:: WORKING DATA ::
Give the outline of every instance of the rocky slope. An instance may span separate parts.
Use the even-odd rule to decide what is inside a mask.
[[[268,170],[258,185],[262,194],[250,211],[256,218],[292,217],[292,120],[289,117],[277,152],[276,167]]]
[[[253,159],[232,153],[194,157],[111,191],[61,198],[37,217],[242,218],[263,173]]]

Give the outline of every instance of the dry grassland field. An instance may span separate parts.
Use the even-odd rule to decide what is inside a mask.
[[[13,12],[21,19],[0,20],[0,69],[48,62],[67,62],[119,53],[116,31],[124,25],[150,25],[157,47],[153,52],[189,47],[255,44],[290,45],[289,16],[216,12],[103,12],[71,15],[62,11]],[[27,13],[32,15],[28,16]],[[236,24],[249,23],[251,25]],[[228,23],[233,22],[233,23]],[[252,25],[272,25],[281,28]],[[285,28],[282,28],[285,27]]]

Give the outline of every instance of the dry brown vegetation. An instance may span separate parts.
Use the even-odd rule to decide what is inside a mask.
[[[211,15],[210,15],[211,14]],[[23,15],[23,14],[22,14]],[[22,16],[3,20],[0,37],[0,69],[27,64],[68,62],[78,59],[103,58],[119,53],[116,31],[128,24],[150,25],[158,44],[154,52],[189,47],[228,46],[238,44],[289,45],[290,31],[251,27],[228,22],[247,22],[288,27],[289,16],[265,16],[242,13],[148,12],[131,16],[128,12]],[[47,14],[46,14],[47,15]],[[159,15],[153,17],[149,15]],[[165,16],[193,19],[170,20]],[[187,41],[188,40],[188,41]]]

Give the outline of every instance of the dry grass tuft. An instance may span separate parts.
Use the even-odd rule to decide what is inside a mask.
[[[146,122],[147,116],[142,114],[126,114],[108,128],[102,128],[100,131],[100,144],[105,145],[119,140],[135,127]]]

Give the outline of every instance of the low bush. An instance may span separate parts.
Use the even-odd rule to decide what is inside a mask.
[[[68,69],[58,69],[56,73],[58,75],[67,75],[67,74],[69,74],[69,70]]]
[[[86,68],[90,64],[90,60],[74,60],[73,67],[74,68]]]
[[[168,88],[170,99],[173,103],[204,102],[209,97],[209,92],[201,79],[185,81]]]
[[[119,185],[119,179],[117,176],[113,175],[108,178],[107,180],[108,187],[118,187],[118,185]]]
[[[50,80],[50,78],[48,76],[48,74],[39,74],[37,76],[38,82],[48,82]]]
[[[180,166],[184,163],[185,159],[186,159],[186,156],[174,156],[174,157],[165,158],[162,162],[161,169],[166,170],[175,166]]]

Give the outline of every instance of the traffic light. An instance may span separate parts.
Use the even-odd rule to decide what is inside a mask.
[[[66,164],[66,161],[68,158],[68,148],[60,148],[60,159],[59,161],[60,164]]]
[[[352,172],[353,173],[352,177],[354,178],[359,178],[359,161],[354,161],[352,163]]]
:::
* [TASK STATEMENT]
Arrange all the entries above as a JSON list of strings, one string for each line, leaving out the blank lines.

* [WRITTEN REPLY]
[
  "Give the outline of every instance of the rocky slope. An instance may span separate parts.",
  "Use the even-odd rule to decide what is inside a mask.",
  "[[[268,170],[258,185],[262,194],[250,211],[256,218],[292,217],[292,120],[289,117],[277,152],[276,167]]]",
  "[[[253,159],[232,153],[194,157],[111,191],[61,198],[37,217],[242,218],[263,173]]]",
  "Give the outline of every instance of the dry grassland field. An instance may span separate parts.",
  "Use the even-odd rule to decide what is inside a mask.",
  "[[[13,12],[21,19],[0,20],[0,69],[48,62],[67,62],[119,53],[116,31],[124,25],[150,25],[157,47],[153,52],[189,47],[255,44],[290,45],[289,16],[216,12],[103,12],[71,15],[62,11]],[[27,13],[32,15],[28,16]],[[236,24],[249,23],[251,25]],[[228,23],[233,22],[233,23]],[[252,25],[272,25],[281,28]],[[285,28],[282,28],[285,27]]]",
  "Give the outline of every instance of the dry brown vegetation. An instance may span separate parts.",
  "Use the even-odd rule to decide what is inside a mask.",
  "[[[211,15],[210,15],[211,14]],[[23,15],[23,14],[22,14]],[[22,16],[3,20],[0,37],[0,69],[27,64],[68,62],[78,59],[103,58],[119,53],[116,31],[128,24],[150,25],[158,44],[154,52],[189,47],[228,46],[238,44],[289,45],[290,31],[251,27],[228,22],[247,22],[288,27],[289,16],[265,16],[242,13],[148,12],[131,16],[128,12]],[[47,14],[46,14],[47,15]],[[159,15],[153,17],[149,15]],[[165,16],[193,19],[170,20]],[[187,41],[188,40],[188,41]]]",
  "Give the outline of every instance of the dry grass tuft. An instance may span separate parts.",
  "Use the even-odd rule to decide what is inside a mask.",
  "[[[146,122],[147,116],[142,114],[126,114],[108,128],[102,128],[100,131],[100,144],[105,145],[119,140],[135,127]]]",
  "Give the outline of every instance of the low bush. An instance may span separate parts.",
  "Use the even-odd rule to decide what is inside a mask.",
  "[[[68,69],[58,69],[56,73],[58,75],[67,75],[67,74],[69,74],[69,70]]]",
  "[[[86,68],[90,64],[90,60],[74,60],[73,67],[74,68]]]",
  "[[[168,88],[170,99],[173,103],[204,102],[209,97],[209,92],[201,79],[185,81]]]",
  "[[[119,185],[119,179],[117,176],[113,175],[108,178],[107,180],[108,187],[118,187],[118,185]]]",
  "[[[50,80],[50,78],[48,76],[48,74],[39,74],[37,76],[38,82],[48,82]]]",
  "[[[180,166],[184,163],[185,159],[186,159],[186,156],[174,156],[174,157],[165,158],[162,162],[161,169],[166,170],[175,166]]]",
  "Give the outline of every instance of the traffic light. An instance may span separate parts.",
  "Use the even-odd rule to decide what is inside a mask.",
  "[[[66,164],[66,161],[68,158],[68,148],[60,148],[60,159],[59,161],[60,164]]]",
  "[[[352,172],[353,173],[352,177],[354,178],[359,178],[359,161],[354,161],[352,163]]]"
]